-- SUPPLIED INFORMATION follows --

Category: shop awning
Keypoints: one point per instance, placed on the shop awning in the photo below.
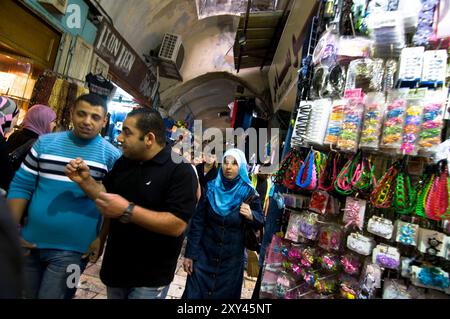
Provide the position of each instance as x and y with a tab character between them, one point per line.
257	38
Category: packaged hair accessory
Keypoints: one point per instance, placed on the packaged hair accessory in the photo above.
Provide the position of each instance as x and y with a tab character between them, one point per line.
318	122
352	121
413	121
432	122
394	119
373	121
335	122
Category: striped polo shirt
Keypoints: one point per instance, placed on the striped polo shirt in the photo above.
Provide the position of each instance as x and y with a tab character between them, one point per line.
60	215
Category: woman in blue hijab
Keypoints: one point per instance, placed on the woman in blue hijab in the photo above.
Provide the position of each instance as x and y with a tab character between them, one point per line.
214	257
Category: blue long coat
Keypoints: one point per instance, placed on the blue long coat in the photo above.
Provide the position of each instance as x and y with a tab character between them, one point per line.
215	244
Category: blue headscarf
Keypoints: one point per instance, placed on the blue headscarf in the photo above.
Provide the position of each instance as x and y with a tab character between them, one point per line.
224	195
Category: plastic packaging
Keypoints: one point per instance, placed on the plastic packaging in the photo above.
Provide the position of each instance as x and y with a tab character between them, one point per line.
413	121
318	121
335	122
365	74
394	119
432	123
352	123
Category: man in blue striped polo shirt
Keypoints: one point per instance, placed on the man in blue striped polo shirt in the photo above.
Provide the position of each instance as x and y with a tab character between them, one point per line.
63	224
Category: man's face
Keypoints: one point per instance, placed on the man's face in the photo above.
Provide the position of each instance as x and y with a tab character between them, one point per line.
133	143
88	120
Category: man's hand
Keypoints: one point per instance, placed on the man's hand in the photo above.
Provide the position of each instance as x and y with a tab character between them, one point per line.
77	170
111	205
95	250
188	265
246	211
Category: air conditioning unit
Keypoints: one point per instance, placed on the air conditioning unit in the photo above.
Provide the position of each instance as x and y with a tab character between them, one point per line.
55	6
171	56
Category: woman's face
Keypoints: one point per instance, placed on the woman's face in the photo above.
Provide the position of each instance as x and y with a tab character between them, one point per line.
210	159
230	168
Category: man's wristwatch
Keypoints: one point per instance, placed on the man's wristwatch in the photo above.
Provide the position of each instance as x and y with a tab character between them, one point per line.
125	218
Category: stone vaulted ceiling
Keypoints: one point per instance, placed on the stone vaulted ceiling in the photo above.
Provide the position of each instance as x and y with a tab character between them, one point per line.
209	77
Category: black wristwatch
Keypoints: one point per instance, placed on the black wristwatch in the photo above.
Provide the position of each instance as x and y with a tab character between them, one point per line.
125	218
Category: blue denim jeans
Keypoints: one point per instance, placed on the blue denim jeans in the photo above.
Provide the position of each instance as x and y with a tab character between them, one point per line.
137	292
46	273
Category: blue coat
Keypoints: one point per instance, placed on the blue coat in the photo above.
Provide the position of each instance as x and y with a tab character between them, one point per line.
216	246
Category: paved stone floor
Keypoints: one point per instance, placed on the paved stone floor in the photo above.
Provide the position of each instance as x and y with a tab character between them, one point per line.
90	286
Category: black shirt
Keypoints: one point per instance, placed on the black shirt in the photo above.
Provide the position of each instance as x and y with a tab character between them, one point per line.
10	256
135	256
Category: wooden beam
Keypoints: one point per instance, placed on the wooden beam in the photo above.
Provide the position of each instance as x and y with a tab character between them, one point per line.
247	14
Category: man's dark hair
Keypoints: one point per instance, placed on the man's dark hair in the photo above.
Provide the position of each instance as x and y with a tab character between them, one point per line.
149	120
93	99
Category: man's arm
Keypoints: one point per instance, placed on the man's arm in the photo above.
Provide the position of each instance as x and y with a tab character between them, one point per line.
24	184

-- SUPPLIED INFORMATION concluded --

Copy all the records above exactly, but leave out the pictures.

Category: shop awning
Keypoints: one point per instance, placed on the shop awning in the photo below.
Provide the position of each instance as x and y with a tab character between them, one point per line.
257	38
Category: packaged hair accessory
Keypoints: one point per instance, placed on the packaged hair accessory in the photo above.
Provide the position of each instance as x and y with a tab character between them, one point per line.
318	122
352	121
413	121
432	122
394	119
373	121
335	122
Category: striped polo shirt
Keypoints: one point per instance, placed on the striped polo shirt in the photo above.
Provide the position of each instance as x and y with a tab character between them, one point per line.
60	215
Category: woman in blue hijab
Keypoints: one point per instance, placed on the woman in blue hijab in the photo above.
Provide the position of each instance as x and y with a tab character between them, one point per line.
214	257
Category: blue long coat
Keypoints: one point per instance, placed on the blue long coat in the photo above.
Provide the position of each instance as x and y with a tab character between them, one point per line.
215	244
Category: blue headscarf
Keypoints: one point per instance, placed on the blue headscarf in the photo above.
Provide the position of each instance as x and y with a tab character between them, one point per line.
224	195
Category: plastic packaging
Keypoints: one point per instance, placed on the plastic packaging in the photo above.
Provide the position of each instance as x and y with a tab character between them, one point per line.
413	121
318	121
335	122
365	74
394	119
432	123
352	123
Category: man in blue striped polo shirt
Keypoints: one point per instance, placed on the man in blue striped polo shirt in the photo above.
Provide the position of each instance as x and y with a tab character between them, one point per line.
63	224
Category: man's face
Keypoints: one point per instance, placed on the man's face in the photo above.
Provide the position of each instance as x and y with a tab character between them, one point per line.
133	143
88	120
Category: man's hand
Keypoints: one point per instance, placed on the man's hand in the photo above.
Provide the position of each instance as x and y with a tab character between them, one point per line.
77	170
111	205
95	250
188	265
246	211
Category: air conditioning unit
Keypoints: one point per instance, placed on the air conditioning unit in the photo above.
Provide the position of each instance as x and y with a tab character between them, one point per line.
55	6
171	56
Category: woman's face
Keypoints: one point per instance, placed on the woman's face in the photo above.
Provide the position of each instance as x and y with a tab character between them, one point per line.
210	159
230	168
Category: man's wristwatch
Keypoints: one point per instance, placed on the man's wristwatch in the photo above.
Provide the position of each instance as x and y with a tab character between them, one point per line.
125	218
Category: stone vaulted ceiling
Keypoints: one point per instance, placed on the stone vaulted ceiling in the photo above.
Provide the position of each instance as x and y with a tab character between them, one point per line.
209	77
Category: black wristwatch
Keypoints: one point per instance, placed on the black wristwatch in the photo above.
Provide the position of each instance as x and y with a tab character between them, one point per line.
125	218
Category: blue denim jeans
Keypoints: one point per instance, placed on the blue denim jeans in the photo above.
Provide the position of each instance as x and y with a tab character between them, one point per line.
137	292
46	273
Category: blue coat
Keypoints: one point per instance, placed on the blue coat in the photo above.
Provide the position of each instance as x and y with a tab character between them, one point per line.
216	246
Category: paved stone floor
Keypoints: one point per instance, placed on the paved stone floor in the photo above.
Provide the position of each instance as x and y with a tab character between them, one point per line.
90	286
Category: black shirt
Keypoints: one point per instance, placed on the black shirt in the photo above.
Provide the position of each instance as x and y with a tab character between them, one point per line.
10	256
135	256
Category: wooden beam
Keypoints: one point per instance, placed on the wooden beam in the photo above.
Provide the position of each instance as x and y with a tab character between them, one point per line.
247	14
Category: man's dark hair
Keypoints: one point per instance, placed on the man's dark hair in the photo above.
Provide the position of each instance as x and y with a tab character between them, one point per line.
149	120
93	99
Category: man's arm
Keypoints: one point per instance, placed on the man's arm in the photo above.
Provide the position of each instance as x and y with a tab character between them, one point per line.
24	184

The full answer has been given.